-- start Document --
This year our congregation is devoting considerable time to study, to conversation, and to prayerful self-scrutiny with regard to the consequences of our presence on land that was taken from the Indigenous Dakota people. Along with the rest of the European-American settlers in Minnesota, our forebears obtained the land on which our beautiful building sits through devices of deceit, trickery, and violent dispossession. Despite the many efforts to extinguish the presence of the Dakota from our state—a story too horrible and yet too well known for me to recount here—our Indigenous neighbors still live among us to this day. The harm done their communities, their traditions, and their ways of life results from the terrible violence and arrogance involved in their dispossession; but through resilience and determination, the Anishinabe and Dakota still live beside us, here in Minnesota.
It has now become customary for people like us, we who strive to live in closer conformity to our values, to acknowledge at public meetings that we live, we work, and we worship in the traditional and present-day homelands of the Ashininabe and Dakota nations. But—are such statements any sort of sufficient response to the harm we have done collectively, and still perpetuate, collectively? Our Indigenous neighbors look to us, watching to see whether we who profess a progressive Christian identity will choose to offer more than mere lip-service and bare acknowledgement of the enormous debt we and our fellow settler communities owe the dispossessed. It is my personal hope and prayer that we will act on our values in deeply meaningful ways.
Our claims of Christian identity, as we consider our place here in Minnesota, in Minneapolis, in the neighborhood we call St. Anthony Falls, require coming to terms with our tradition’s biblical and theological heritage. Scripture’s symbolism of the Land of Promise—the fertile and welcoming land that God was said to have set aside for the Israelite invaders of Canaan—featured prominently in the imagination of the Protestant dissenters who settled New England starting four centuries ago. These are the people who founded the networks of Congregational communities of which this church, our church, became a part. One hundred and seventy years ago, twelve intrepid descendants of those Puritan ancestors arrived from Massachusetts and Connecticut. They were sent west by the Home Missionary Society and landed at b’dote—sacred meeting place of the Dakota, the gathering of the rivers about which our church has heard in recent weeks.
-- end Document --
-- start Data rows --
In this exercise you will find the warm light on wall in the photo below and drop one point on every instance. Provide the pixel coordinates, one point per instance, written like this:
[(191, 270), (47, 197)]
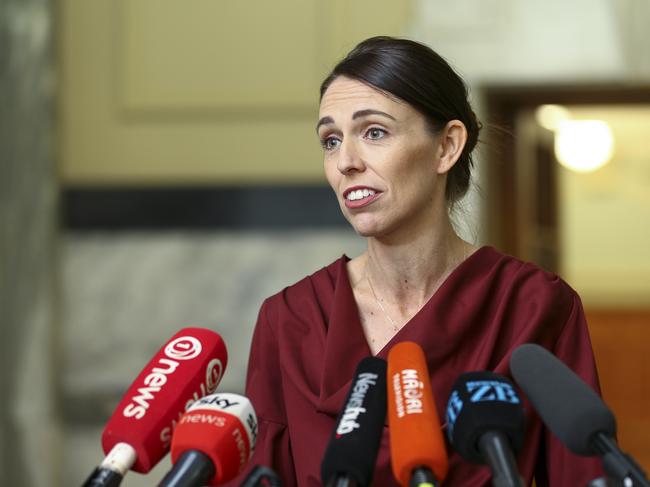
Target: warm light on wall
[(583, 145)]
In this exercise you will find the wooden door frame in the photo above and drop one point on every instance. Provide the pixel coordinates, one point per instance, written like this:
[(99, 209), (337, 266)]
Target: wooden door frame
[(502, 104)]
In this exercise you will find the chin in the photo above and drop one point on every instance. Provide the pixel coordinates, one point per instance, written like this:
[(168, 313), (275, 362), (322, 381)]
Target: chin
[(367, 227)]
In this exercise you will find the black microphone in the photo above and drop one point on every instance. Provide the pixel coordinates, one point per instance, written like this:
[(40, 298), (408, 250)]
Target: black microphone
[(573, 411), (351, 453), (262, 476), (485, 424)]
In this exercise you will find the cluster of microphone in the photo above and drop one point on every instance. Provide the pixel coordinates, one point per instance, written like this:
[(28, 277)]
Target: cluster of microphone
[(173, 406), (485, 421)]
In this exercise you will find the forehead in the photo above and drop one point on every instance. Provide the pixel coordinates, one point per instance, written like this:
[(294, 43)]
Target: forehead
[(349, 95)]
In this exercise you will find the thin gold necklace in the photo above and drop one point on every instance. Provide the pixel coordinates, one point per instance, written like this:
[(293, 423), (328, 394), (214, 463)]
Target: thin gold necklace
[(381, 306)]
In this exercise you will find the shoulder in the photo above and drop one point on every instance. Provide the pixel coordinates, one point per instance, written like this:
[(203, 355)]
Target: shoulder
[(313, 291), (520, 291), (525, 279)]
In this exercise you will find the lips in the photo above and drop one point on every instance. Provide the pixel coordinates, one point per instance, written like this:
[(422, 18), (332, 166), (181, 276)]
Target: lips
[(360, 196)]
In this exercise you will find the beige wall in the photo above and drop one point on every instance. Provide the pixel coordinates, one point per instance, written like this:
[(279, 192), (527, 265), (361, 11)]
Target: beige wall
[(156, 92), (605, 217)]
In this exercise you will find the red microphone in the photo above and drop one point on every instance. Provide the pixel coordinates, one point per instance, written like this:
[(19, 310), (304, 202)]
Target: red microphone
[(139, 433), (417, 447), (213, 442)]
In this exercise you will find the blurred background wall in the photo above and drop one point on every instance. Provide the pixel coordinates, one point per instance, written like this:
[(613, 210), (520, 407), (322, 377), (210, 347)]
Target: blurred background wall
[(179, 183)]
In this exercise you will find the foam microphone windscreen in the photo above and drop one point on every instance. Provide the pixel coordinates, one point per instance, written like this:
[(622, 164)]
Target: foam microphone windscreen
-- end Data rows --
— Tasks to carry out —
• A. List every U.S. state named in the congregation's reflection on Dakota land.
• B. Go on with the congregation's reflection on Dakota land from the point where it stops.

— Solved tasks —
• A. Minnesota, Massachusetts, Connecticut

• B.
In that same year, 1851, both our church and the neighboring University of Minnesota were founded as key elements of the project of Making Minnesota White. Settlement by a suitable number of White males, combined with the accompanying dispossession of the Indigenous inhabitants, is what was needed to make this territory deserving of statehood. It was a goal fiercely sought and violently achieved. The connection between church and campus was quite strong for many years, and remains in some form still today. Indeed, for its first several years, the First Congregational Church of St. Anthony, as we were then called, paid the University a weekly rental of $1.00 to use one of its classrooms for candlelit worship services. Both university and church stand today on Dakota homeland—land taken away, left unredeemed.
Our systems of education—whether that be in school or on Sunday mornings—taught us that the Northwestern frontier was God’s updated version of the land of promise and plenty that was offered in covenant to the wandering Israelites—provided that they would first succeed in the sacred duty of dispossessing and slaughtering the country’s original inhabitants, the Canaanites, in holy war. The message of the Bible can surely be in turns inspiring, then disquieting. The biblical narrative of Exodus and Conquest has provided powerful models for movements of liberation for the enslaved and oppressed, but also for the violent displacement of indigenous peoples.
The Rev. Naim Ateek is an Arab Palestinian Christian theologian, and thus he is in some sense the modern version of the conquered and displaced Canaanite. Ateek points out that Hebrew words for “land” occur more than 1,500 times in the Jewish Scriptures, and that more than one hundred of those occurrences refer to the land as given or promised to the Israelite people. The Pentateuch or Torah in particular offers a vividly hostile portrait of the indigenous peoples of Canaan. As Ateek says, “Every time they are mentioned, the language is very hostile. They are supposed to be displaced or destroyed. There is no room for them in the land among the chosen people of God to whom the land was promised.” To be sure, at times, the prophets of Israel who addressed the Babylonian exile, and return to that land after chastisement, set a different tone. Jeremiah and Ezekiel exhort the people “to share the land with those who are living in it.” Did they learn their lesson?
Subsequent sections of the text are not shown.